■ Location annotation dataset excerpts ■
* * * * *

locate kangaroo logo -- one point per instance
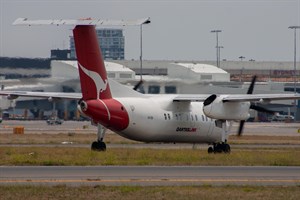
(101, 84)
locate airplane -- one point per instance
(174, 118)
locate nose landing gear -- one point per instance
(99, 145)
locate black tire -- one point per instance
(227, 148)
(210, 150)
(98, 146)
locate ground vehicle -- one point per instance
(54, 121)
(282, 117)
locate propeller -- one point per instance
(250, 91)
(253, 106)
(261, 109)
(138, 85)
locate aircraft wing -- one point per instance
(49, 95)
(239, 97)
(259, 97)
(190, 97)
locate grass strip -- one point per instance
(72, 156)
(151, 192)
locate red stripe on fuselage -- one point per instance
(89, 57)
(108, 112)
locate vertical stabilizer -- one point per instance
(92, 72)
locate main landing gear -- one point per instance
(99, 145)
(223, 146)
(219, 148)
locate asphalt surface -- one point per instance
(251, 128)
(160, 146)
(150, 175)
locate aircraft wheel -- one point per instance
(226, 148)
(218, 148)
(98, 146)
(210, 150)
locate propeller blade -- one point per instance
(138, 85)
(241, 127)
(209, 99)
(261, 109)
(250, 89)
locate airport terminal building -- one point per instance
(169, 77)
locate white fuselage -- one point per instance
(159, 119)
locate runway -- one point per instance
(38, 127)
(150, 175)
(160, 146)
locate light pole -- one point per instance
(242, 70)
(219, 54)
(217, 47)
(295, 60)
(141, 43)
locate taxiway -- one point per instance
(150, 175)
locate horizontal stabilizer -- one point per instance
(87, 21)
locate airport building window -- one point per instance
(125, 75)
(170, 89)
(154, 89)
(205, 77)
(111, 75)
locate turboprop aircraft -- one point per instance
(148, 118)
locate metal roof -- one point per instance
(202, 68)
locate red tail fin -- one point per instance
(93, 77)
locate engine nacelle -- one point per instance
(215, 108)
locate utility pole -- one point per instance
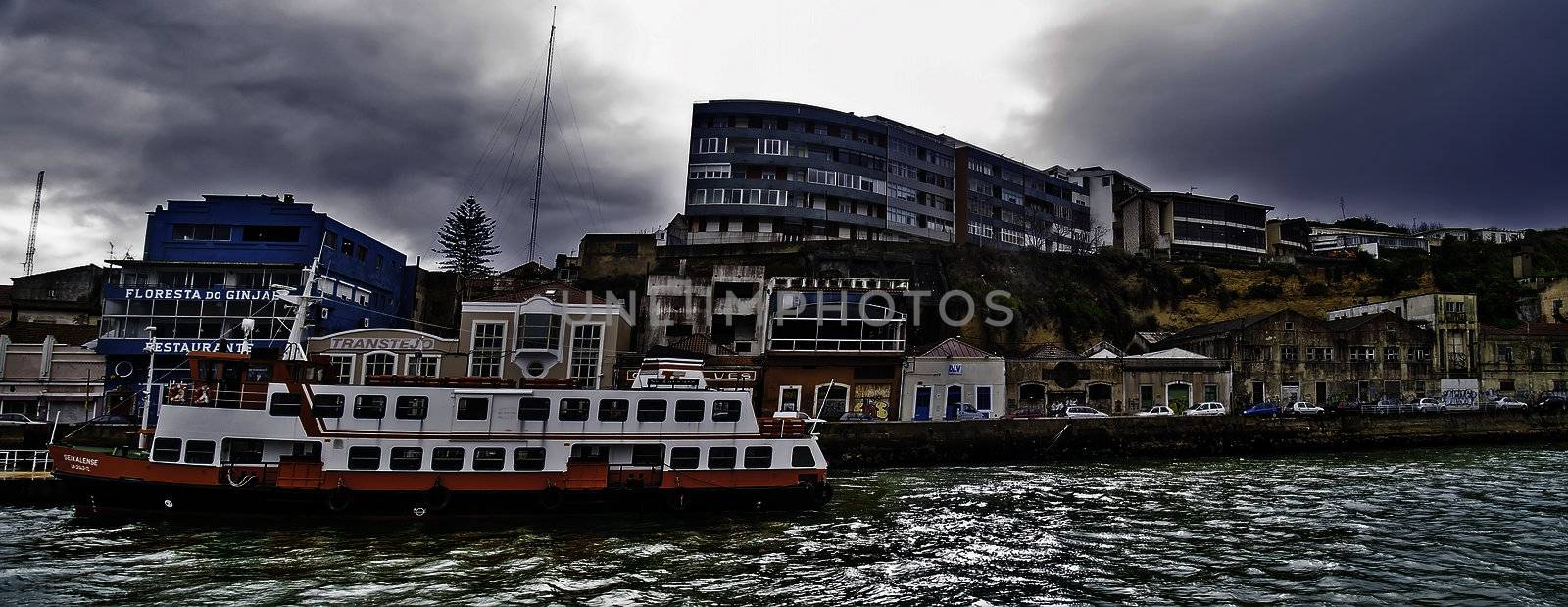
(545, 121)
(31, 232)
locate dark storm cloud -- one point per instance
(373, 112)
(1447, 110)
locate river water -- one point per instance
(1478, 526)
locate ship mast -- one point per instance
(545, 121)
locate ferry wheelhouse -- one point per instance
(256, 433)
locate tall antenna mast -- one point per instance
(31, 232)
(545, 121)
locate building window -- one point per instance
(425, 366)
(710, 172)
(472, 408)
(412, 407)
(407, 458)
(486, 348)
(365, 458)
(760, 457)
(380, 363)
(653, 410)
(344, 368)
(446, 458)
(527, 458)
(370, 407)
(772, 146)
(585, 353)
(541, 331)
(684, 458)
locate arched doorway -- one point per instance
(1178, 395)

* * * * *

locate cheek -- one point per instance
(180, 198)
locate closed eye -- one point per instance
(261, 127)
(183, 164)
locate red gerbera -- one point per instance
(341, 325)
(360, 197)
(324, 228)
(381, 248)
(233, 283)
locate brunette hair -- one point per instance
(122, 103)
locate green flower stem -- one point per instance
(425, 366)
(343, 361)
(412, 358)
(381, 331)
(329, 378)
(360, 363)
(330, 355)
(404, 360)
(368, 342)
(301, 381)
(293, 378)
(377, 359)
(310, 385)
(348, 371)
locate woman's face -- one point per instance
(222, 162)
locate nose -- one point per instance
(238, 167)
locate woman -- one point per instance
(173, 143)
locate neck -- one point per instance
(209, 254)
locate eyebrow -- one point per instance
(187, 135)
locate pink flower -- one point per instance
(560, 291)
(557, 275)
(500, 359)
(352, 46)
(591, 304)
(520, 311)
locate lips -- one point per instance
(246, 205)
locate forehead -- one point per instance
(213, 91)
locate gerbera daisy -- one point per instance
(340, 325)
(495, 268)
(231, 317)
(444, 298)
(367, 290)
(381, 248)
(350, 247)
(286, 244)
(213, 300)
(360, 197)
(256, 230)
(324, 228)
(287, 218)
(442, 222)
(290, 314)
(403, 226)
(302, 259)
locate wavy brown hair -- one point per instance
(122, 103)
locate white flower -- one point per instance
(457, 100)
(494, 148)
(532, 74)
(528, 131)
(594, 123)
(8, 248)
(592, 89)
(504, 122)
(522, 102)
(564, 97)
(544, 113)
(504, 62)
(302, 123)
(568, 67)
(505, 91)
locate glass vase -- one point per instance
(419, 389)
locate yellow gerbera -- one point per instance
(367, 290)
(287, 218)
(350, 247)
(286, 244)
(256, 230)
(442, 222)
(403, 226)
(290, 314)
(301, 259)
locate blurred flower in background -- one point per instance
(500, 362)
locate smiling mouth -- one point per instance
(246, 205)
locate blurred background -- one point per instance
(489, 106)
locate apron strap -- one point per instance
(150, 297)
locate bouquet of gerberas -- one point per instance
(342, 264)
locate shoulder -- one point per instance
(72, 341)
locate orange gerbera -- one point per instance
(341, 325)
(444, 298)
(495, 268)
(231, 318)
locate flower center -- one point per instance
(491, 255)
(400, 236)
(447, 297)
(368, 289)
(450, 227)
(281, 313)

* * * * *

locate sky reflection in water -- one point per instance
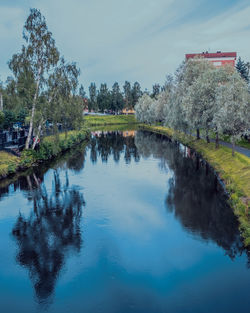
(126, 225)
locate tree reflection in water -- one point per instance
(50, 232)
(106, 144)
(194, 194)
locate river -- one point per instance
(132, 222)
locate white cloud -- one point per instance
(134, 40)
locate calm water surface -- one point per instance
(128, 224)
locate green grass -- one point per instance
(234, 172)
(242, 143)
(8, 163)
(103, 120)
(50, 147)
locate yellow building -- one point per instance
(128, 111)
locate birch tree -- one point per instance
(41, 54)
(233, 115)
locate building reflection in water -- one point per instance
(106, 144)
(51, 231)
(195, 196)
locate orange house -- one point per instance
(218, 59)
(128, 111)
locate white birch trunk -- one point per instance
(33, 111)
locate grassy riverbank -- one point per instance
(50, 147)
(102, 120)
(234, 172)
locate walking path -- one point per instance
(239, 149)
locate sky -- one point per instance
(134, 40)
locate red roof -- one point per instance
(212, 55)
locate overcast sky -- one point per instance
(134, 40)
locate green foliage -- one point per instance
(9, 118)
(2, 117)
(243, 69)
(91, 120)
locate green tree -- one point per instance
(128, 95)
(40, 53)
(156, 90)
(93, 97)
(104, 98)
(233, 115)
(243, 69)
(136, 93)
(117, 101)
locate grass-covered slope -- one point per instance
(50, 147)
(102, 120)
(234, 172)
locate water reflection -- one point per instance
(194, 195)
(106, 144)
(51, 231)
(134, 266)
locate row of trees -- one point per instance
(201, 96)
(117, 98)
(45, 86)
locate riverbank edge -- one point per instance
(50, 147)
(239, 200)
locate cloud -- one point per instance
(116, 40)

* * * * *

■ YOUR INSTRUCTIONS ■
Reproduce the portion of the listing that begins with the line containing "locate engine nacelle" and ends with the line containing "(1178, 395)", including both of those lines, and omit the pictures from your reproduction.

■ OUTPUT OF THE TASK ■
locate engine nacelle -- one point per instance
(215, 108)
locate utility pole -- one point per instance
(545, 121)
(31, 232)
locate dark storm cloud -- one point per instance
(373, 112)
(1447, 110)
locate river water -- one point per instance
(1478, 526)
locate ship mast -- one point per instance
(545, 121)
locate ferry wheelhouse -- one point per instance
(256, 433)
locate tall antenna mast -- one point per instance
(31, 232)
(545, 121)
locate building window -- one point per instance
(425, 366)
(710, 172)
(472, 408)
(412, 407)
(407, 458)
(486, 348)
(365, 458)
(760, 457)
(380, 363)
(653, 410)
(344, 368)
(446, 458)
(527, 458)
(370, 407)
(772, 146)
(585, 353)
(541, 331)
(684, 458)
locate arched doorway -- one point per instance
(1178, 395)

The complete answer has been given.